[Natural-language object grounding data]
···
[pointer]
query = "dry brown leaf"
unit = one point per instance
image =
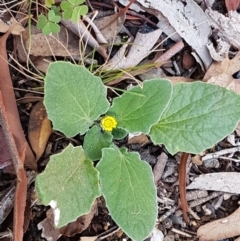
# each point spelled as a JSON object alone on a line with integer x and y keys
{"x": 227, "y": 27}
{"x": 51, "y": 233}
{"x": 5, "y": 157}
{"x": 39, "y": 129}
{"x": 140, "y": 48}
{"x": 42, "y": 63}
{"x": 15, "y": 27}
{"x": 81, "y": 30}
{"x": 189, "y": 21}
{"x": 110, "y": 26}
{"x": 220, "y": 229}
{"x": 159, "y": 167}
{"x": 63, "y": 44}
{"x": 93, "y": 238}
{"x": 141, "y": 139}
{"x": 220, "y": 73}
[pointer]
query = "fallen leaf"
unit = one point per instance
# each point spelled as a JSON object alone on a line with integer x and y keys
{"x": 110, "y": 26}
{"x": 5, "y": 157}
{"x": 51, "y": 233}
{"x": 220, "y": 73}
{"x": 227, "y": 27}
{"x": 141, "y": 139}
{"x": 189, "y": 21}
{"x": 81, "y": 30}
{"x": 42, "y": 63}
{"x": 140, "y": 48}
{"x": 220, "y": 229}
{"x": 65, "y": 43}
{"x": 159, "y": 167}
{"x": 232, "y": 5}
{"x": 39, "y": 129}
{"x": 93, "y": 238}
{"x": 221, "y": 181}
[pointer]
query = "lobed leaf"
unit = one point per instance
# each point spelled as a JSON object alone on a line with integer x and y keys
{"x": 94, "y": 141}
{"x": 139, "y": 108}
{"x": 198, "y": 116}
{"x": 128, "y": 188}
{"x": 74, "y": 98}
{"x": 69, "y": 185}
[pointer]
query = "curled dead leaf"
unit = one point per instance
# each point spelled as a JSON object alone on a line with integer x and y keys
{"x": 39, "y": 129}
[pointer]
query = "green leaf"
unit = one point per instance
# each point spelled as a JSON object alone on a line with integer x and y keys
{"x": 198, "y": 116}
{"x": 53, "y": 17}
{"x": 48, "y": 3}
{"x": 78, "y": 12}
{"x": 56, "y": 10}
{"x": 128, "y": 187}
{"x": 69, "y": 185}
{"x": 139, "y": 108}
{"x": 42, "y": 21}
{"x": 119, "y": 133}
{"x": 74, "y": 98}
{"x": 67, "y": 9}
{"x": 55, "y": 28}
{"x": 94, "y": 141}
{"x": 47, "y": 29}
{"x": 66, "y": 5}
{"x": 76, "y": 2}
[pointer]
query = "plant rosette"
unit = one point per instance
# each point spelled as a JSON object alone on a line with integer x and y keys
{"x": 184, "y": 117}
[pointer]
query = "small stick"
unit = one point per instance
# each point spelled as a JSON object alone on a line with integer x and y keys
{"x": 181, "y": 233}
{"x": 220, "y": 153}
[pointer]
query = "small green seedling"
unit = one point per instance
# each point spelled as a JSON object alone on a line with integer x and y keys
{"x": 49, "y": 24}
{"x": 73, "y": 9}
{"x": 49, "y": 3}
{"x": 189, "y": 117}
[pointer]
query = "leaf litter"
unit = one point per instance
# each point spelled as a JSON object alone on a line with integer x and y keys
{"x": 193, "y": 22}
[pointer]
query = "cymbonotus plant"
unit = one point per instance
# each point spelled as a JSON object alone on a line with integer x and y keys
{"x": 188, "y": 117}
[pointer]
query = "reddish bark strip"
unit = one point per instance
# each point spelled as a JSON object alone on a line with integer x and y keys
{"x": 182, "y": 185}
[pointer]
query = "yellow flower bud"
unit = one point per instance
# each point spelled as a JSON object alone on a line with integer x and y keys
{"x": 108, "y": 123}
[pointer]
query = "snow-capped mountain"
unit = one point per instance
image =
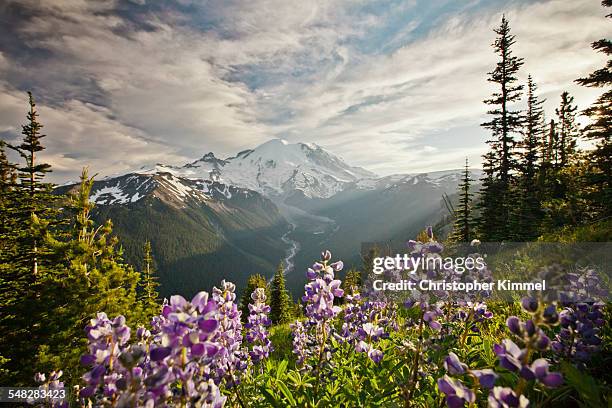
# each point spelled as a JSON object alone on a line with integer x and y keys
{"x": 280, "y": 201}
{"x": 161, "y": 184}
{"x": 276, "y": 168}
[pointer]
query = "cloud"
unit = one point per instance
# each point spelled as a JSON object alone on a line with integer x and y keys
{"x": 393, "y": 86}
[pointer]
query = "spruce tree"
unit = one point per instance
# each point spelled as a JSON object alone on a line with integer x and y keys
{"x": 36, "y": 199}
{"x": 26, "y": 260}
{"x": 254, "y": 282}
{"x": 567, "y": 131}
{"x": 526, "y": 216}
{"x": 463, "y": 225}
{"x": 505, "y": 122}
{"x": 280, "y": 301}
{"x": 91, "y": 277}
{"x": 599, "y": 130}
{"x": 149, "y": 297}
{"x": 8, "y": 182}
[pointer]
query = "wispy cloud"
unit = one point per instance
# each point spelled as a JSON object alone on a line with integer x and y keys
{"x": 394, "y": 86}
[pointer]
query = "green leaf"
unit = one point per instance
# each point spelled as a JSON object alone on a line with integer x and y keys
{"x": 282, "y": 366}
{"x": 283, "y": 388}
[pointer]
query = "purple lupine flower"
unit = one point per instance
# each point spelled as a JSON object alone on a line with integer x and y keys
{"x": 258, "y": 320}
{"x": 579, "y": 337}
{"x": 301, "y": 343}
{"x": 539, "y": 371}
{"x": 510, "y": 355}
{"x": 171, "y": 364}
{"x": 453, "y": 365}
{"x": 501, "y": 397}
{"x": 486, "y": 377}
{"x": 231, "y": 359}
{"x": 457, "y": 394}
{"x": 53, "y": 383}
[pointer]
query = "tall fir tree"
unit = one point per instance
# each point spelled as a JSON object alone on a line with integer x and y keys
{"x": 149, "y": 296}
{"x": 280, "y": 302}
{"x": 567, "y": 130}
{"x": 8, "y": 182}
{"x": 500, "y": 163}
{"x": 27, "y": 260}
{"x": 463, "y": 227}
{"x": 90, "y": 277}
{"x": 526, "y": 214}
{"x": 37, "y": 198}
{"x": 599, "y": 130}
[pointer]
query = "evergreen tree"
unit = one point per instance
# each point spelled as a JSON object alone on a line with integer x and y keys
{"x": 35, "y": 206}
{"x": 526, "y": 216}
{"x": 90, "y": 278}
{"x": 149, "y": 296}
{"x": 254, "y": 282}
{"x": 567, "y": 131}
{"x": 489, "y": 224}
{"x": 8, "y": 181}
{"x": 25, "y": 260}
{"x": 280, "y": 302}
{"x": 463, "y": 225}
{"x": 599, "y": 130}
{"x": 505, "y": 121}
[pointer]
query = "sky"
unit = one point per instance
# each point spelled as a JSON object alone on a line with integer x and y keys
{"x": 392, "y": 86}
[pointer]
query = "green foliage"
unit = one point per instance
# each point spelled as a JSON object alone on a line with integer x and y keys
{"x": 57, "y": 268}
{"x": 352, "y": 281}
{"x": 149, "y": 296}
{"x": 463, "y": 227}
{"x": 599, "y": 130}
{"x": 29, "y": 214}
{"x": 254, "y": 282}
{"x": 90, "y": 277}
{"x": 500, "y": 162}
{"x": 281, "y": 304}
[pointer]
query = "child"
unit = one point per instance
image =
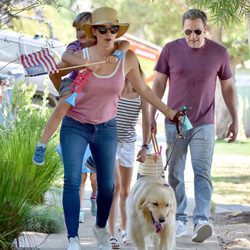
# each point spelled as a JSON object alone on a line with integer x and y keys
{"x": 63, "y": 107}
{"x": 92, "y": 176}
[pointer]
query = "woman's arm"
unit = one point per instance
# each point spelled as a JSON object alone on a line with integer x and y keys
{"x": 146, "y": 133}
···
* Description of the task:
The task calls for every record to be transcribed exactly, with no images included.

* Result:
[pointer]
query = "dry brown leaf"
unit = one point per instance
image =
# each point spelled as a JSON object alone on a line with integer x and y keys
{"x": 227, "y": 27}
{"x": 51, "y": 233}
{"x": 5, "y": 157}
{"x": 39, "y": 129}
{"x": 140, "y": 48}
{"x": 42, "y": 63}
{"x": 15, "y": 27}
{"x": 81, "y": 30}
{"x": 189, "y": 21}
{"x": 110, "y": 26}
{"x": 220, "y": 229}
{"x": 159, "y": 167}
{"x": 63, "y": 44}
{"x": 93, "y": 238}
{"x": 141, "y": 139}
{"x": 220, "y": 73}
[pointer]
query = "fallen leaf"
unit = one point per instance
# each point spelled as a JSON object alone on a line with integer x and y keys
{"x": 110, "y": 26}
{"x": 5, "y": 157}
{"x": 51, "y": 233}
{"x": 220, "y": 73}
{"x": 227, "y": 27}
{"x": 141, "y": 139}
{"x": 189, "y": 21}
{"x": 81, "y": 30}
{"x": 42, "y": 63}
{"x": 140, "y": 48}
{"x": 220, "y": 229}
{"x": 65, "y": 43}
{"x": 159, "y": 167}
{"x": 232, "y": 5}
{"x": 39, "y": 129}
{"x": 93, "y": 238}
{"x": 221, "y": 181}
[pointer]
query = "lobed leaf"
unit = one point per instance
# each point spelled as a JSON object alone on a line with integer x and y keys
{"x": 94, "y": 141}
{"x": 139, "y": 108}
{"x": 198, "y": 116}
{"x": 128, "y": 188}
{"x": 74, "y": 98}
{"x": 69, "y": 185}
[pointer]
query = "curled dead leaf"
unit = one point per instance
# each point spelled as a JSON object alone on a line with integer x and y keys
{"x": 39, "y": 129}
[pointer]
query = "green leaf"
unit = one point per instance
# each point spelled as a JSON object alone on a line with integer x and y keys
{"x": 198, "y": 116}
{"x": 53, "y": 17}
{"x": 48, "y": 3}
{"x": 78, "y": 12}
{"x": 56, "y": 10}
{"x": 128, "y": 187}
{"x": 69, "y": 185}
{"x": 139, "y": 108}
{"x": 42, "y": 21}
{"x": 119, "y": 133}
{"x": 74, "y": 98}
{"x": 67, "y": 9}
{"x": 55, "y": 28}
{"x": 94, "y": 141}
{"x": 47, "y": 29}
{"x": 66, "y": 5}
{"x": 76, "y": 2}
[pointer]
query = "plant rosette"
unit = one point per instance
# each point spelled as a JSON object alone on a line with integer x and y keys
{"x": 184, "y": 117}
[pointer]
query = "small stick"
unit = one point per instance
# each point spelled as a JSON object alone on a line with integer x and y keys
{"x": 181, "y": 233}
{"x": 220, "y": 153}
[pointer]
query = "small green seedling"
unit = one point per instance
# each point spelled as a JSON object alone on a line with integer x and y keys
{"x": 49, "y": 24}
{"x": 73, "y": 9}
{"x": 49, "y": 3}
{"x": 189, "y": 117}
[pointer]
query = "leaf litter"
unit = one point per instance
# each point spelled as a JSON object alone on a line with integer x and y keys
{"x": 193, "y": 22}
[pointer]
query = "cymbonotus plant"
unit = one point per instance
# each point spelled as a JSON object alone on a line with integer x and y keys
{"x": 188, "y": 117}
[pointer]
query = "reddish bark strip"
unit = one point per instance
# each point spelled as a JSON object alone on a line with integer x and y keys
{"x": 182, "y": 185}
[pointer]
query = "yellow flower bud"
unit = one point per instance
# each point spelled as a JSON object alone on a line with integer x and y keys
{"x": 108, "y": 123}
[pointer]
query = "snow-capped mountain"
unit = one point per instance
image =
# each point spelled as a JSON object alone on a line with integer x and y keys
{"x": 280, "y": 201}
{"x": 161, "y": 184}
{"x": 276, "y": 168}
[pointer]
query = "cloud"
unit = one point per instance
# each point spelled as a JSON object alone on a line with integer x and y keys
{"x": 393, "y": 86}
[pointer]
query = "spruce tree"
unit = one point per instance
# each point spelled as a JSON object alone on a line with integer x and y keys
{"x": 36, "y": 199}
{"x": 26, "y": 260}
{"x": 254, "y": 282}
{"x": 567, "y": 131}
{"x": 526, "y": 216}
{"x": 463, "y": 225}
{"x": 505, "y": 122}
{"x": 280, "y": 301}
{"x": 91, "y": 277}
{"x": 599, "y": 130}
{"x": 149, "y": 297}
{"x": 8, "y": 182}
[pointer]
query = "wispy cloud"
unit = one point per instance
# each point spelled as a JSON object alone on a line with integer x and y keys
{"x": 394, "y": 86}
[pointer]
query = "green leaf"
unit = one point per instance
# each point spelled as a JSON object alone on a line with integer x and y keys
{"x": 282, "y": 366}
{"x": 283, "y": 388}
[pointer]
query = "purple lupine flower"
unit = one point per instance
# each point spelled as a JSON object alone on a line with integer x and y keys
{"x": 258, "y": 320}
{"x": 579, "y": 337}
{"x": 301, "y": 343}
{"x": 539, "y": 371}
{"x": 510, "y": 355}
{"x": 171, "y": 364}
{"x": 453, "y": 365}
{"x": 501, "y": 397}
{"x": 486, "y": 377}
{"x": 231, "y": 359}
{"x": 457, "y": 394}
{"x": 53, "y": 383}
[pointer]
query = "tall fir tree"
unit = one point per instance
# each point spelled as a JSON object alone on a line with integer x and y keys
{"x": 149, "y": 296}
{"x": 280, "y": 302}
{"x": 567, "y": 130}
{"x": 8, "y": 182}
{"x": 500, "y": 163}
{"x": 27, "y": 260}
{"x": 463, "y": 227}
{"x": 90, "y": 277}
{"x": 526, "y": 214}
{"x": 37, "y": 198}
{"x": 599, "y": 130}
[pointer]
query = "evergreen tree"
unit = one point per instance
# each point spelled as a JSON object alone on a line with integer x and y keys
{"x": 35, "y": 206}
{"x": 526, "y": 216}
{"x": 90, "y": 278}
{"x": 149, "y": 296}
{"x": 254, "y": 282}
{"x": 567, "y": 131}
{"x": 489, "y": 224}
{"x": 8, "y": 181}
{"x": 25, "y": 260}
{"x": 280, "y": 302}
{"x": 463, "y": 225}
{"x": 599, "y": 130}
{"x": 505, "y": 121}
[pointer]
query = "sky"
unit = one point per instance
# each point spelled as a JSON object alone on a line with integer x and y keys
{"x": 392, "y": 86}
[pointer]
query = "green foliage"
unit = one point per instance
# each point spelled as a JSON object alone on a line with integer x and y keys
{"x": 57, "y": 268}
{"x": 352, "y": 281}
{"x": 149, "y": 296}
{"x": 463, "y": 227}
{"x": 599, "y": 130}
{"x": 29, "y": 214}
{"x": 254, "y": 282}
{"x": 90, "y": 277}
{"x": 500, "y": 162}
{"x": 281, "y": 304}
[pointer]
query = "child"
unit = one point per instance
image =
# each point spelled as a JSON object alone on a line with integer x and y keys
{"x": 63, "y": 107}
{"x": 92, "y": 176}
[pointer]
query = "woman's arm"
unit = one point per instance
# each point spelled as a JSON object alone on a line with integer x and y keys
{"x": 146, "y": 133}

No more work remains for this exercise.